BEGIN The data

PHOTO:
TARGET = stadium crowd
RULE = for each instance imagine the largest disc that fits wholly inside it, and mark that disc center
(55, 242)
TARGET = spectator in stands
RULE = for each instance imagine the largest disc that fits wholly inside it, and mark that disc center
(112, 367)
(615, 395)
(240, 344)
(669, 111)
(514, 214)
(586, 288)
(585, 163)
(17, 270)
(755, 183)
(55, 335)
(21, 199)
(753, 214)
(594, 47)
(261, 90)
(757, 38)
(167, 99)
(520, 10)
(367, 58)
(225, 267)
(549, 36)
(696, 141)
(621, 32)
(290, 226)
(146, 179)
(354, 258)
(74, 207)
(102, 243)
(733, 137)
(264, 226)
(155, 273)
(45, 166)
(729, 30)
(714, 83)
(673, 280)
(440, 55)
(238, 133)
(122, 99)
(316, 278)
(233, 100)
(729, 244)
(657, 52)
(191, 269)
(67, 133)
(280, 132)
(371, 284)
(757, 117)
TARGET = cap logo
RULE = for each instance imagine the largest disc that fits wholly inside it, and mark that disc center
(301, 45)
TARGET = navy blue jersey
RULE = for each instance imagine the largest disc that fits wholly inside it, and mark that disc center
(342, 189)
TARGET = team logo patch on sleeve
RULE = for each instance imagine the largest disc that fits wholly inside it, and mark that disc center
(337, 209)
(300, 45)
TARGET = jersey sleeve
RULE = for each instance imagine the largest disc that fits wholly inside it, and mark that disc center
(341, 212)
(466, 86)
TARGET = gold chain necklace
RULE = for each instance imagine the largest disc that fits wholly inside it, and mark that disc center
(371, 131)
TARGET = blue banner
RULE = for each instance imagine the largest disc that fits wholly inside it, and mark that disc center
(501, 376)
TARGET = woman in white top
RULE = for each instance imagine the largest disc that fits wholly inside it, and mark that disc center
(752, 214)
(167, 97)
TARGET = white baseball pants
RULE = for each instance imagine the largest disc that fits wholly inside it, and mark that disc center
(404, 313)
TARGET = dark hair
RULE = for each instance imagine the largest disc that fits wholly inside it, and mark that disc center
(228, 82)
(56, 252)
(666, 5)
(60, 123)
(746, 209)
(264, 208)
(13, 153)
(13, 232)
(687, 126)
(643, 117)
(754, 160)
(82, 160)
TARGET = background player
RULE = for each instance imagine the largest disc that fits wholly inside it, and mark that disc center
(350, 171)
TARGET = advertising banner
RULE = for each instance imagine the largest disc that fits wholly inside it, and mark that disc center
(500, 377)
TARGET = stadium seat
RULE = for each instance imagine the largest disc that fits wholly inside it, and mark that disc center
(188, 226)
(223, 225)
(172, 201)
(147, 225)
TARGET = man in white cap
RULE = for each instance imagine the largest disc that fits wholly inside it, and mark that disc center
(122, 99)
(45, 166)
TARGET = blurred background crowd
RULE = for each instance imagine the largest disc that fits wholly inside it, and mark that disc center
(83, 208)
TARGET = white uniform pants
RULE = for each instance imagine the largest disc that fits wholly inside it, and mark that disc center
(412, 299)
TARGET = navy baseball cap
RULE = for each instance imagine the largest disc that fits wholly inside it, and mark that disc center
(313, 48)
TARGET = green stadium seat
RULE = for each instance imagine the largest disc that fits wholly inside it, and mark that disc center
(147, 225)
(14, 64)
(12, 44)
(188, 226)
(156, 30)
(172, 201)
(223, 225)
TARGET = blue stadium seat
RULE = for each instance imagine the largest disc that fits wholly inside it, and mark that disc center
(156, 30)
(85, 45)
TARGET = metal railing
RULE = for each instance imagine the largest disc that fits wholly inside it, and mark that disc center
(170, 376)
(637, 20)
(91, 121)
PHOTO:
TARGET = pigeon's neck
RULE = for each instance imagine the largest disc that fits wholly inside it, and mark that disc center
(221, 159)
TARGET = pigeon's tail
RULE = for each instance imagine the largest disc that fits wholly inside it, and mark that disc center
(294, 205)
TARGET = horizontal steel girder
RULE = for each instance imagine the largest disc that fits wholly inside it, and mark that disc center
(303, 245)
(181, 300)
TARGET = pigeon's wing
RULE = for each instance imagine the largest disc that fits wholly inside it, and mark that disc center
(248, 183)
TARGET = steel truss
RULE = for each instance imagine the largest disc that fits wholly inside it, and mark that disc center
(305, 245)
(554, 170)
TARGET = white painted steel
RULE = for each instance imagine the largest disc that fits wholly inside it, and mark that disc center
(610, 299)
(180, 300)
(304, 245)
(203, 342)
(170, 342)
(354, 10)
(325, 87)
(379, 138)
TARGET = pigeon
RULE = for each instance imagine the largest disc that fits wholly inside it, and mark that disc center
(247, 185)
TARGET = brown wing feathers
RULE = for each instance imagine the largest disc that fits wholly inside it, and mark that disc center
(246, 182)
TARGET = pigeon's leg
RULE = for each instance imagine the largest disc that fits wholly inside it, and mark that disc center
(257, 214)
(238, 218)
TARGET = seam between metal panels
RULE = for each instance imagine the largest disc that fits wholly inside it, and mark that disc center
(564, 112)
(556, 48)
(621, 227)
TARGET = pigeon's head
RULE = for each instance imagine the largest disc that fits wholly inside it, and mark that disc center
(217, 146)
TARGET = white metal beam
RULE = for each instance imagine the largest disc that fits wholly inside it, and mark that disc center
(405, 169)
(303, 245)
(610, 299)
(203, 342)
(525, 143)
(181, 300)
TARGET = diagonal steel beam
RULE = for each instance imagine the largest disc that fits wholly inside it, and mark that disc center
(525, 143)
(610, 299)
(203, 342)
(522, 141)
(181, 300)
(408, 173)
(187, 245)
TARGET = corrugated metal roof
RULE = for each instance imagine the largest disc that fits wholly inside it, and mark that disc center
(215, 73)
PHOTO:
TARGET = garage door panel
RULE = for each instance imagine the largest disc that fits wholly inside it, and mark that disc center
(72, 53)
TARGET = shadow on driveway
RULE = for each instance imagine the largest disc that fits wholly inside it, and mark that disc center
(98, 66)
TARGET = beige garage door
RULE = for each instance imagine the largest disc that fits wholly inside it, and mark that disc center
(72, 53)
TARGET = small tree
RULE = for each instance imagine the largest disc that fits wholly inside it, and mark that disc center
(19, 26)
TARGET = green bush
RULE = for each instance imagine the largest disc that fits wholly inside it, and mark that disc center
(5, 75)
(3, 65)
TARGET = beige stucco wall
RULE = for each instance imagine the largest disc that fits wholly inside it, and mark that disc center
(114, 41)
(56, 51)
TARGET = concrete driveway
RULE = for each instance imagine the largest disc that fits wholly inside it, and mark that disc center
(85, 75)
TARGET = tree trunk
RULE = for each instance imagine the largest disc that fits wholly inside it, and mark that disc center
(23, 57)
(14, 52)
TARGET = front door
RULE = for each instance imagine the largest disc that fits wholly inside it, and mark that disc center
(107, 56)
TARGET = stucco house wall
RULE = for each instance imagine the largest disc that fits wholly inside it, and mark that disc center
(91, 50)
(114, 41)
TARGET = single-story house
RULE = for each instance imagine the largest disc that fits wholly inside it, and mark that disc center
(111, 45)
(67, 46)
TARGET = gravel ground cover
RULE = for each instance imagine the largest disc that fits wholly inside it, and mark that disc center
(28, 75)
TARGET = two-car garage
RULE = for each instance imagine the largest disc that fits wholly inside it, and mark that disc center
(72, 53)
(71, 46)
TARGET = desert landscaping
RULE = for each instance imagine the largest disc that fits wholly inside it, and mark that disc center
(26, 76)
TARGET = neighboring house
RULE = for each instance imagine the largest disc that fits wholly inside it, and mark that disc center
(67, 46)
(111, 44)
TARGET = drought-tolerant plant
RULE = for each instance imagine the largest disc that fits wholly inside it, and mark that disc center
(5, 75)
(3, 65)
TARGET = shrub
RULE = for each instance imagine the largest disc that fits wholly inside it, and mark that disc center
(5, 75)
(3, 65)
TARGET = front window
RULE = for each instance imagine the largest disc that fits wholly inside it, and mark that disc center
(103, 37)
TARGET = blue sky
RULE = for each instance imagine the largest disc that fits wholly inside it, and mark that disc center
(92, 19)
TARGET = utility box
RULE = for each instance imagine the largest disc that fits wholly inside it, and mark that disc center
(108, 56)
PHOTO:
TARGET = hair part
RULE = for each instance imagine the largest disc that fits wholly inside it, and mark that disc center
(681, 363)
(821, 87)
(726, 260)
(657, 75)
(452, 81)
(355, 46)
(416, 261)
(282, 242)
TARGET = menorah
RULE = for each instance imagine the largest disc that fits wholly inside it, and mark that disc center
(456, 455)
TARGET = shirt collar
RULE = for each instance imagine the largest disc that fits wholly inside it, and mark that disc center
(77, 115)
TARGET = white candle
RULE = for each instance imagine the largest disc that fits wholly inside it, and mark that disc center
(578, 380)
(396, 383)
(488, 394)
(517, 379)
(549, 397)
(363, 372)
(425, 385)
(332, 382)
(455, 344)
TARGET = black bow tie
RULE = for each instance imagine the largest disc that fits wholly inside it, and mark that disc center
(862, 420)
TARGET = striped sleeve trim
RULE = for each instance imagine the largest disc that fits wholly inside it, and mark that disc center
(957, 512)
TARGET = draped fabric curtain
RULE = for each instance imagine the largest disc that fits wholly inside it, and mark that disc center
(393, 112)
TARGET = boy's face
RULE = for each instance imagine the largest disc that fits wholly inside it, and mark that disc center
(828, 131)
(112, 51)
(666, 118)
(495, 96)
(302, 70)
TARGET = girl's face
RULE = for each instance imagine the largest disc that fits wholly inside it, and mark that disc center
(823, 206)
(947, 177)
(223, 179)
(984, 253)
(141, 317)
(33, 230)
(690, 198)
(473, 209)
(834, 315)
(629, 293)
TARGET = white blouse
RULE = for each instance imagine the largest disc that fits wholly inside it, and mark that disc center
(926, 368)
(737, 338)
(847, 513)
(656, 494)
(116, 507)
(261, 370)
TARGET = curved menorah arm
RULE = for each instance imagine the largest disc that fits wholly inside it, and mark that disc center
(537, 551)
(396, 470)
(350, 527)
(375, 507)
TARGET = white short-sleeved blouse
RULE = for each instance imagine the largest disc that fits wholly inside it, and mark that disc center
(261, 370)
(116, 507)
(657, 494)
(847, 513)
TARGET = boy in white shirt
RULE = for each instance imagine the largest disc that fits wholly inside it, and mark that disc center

END The data

### Exercise goal:
The lines to reproduce run from the one that contains "TARGET = boy's face" through the last line above; copy them exactly.

### Exercise result:
TARGET = boy's face
RULE = for each instance imagine the largest disc that fits wholly inside it, and mark that disc center
(828, 131)
(112, 51)
(666, 118)
(495, 96)
(302, 70)
TARGET = girl's face
RULE = for each instance imagine the largest disc that fits wholly inside it, and mark that disc center
(823, 206)
(947, 177)
(223, 179)
(984, 253)
(141, 317)
(33, 230)
(690, 198)
(473, 209)
(834, 315)
(629, 293)
TARGET = white blouse
RULE = for each instance imagine the largest disc that fits wholly inside it, and mark that disc center
(926, 368)
(737, 338)
(847, 513)
(656, 494)
(116, 507)
(261, 370)
TARGET = curved menorah arm
RULE = for each instance imagine the largest disc that fits wholly inside it, and mark that disc center
(537, 551)
(396, 470)
(350, 527)
(375, 507)
TARGET = white short-sleeved blouse
RULE = for each instance imagine the largest disc that fits wholly inside it, and mark that disc center
(261, 370)
(116, 507)
(657, 494)
(847, 513)
TARGET = boy in white shirt
RULE = for each instance imagine the largest disc that fits wholly inside it, and mark that disc center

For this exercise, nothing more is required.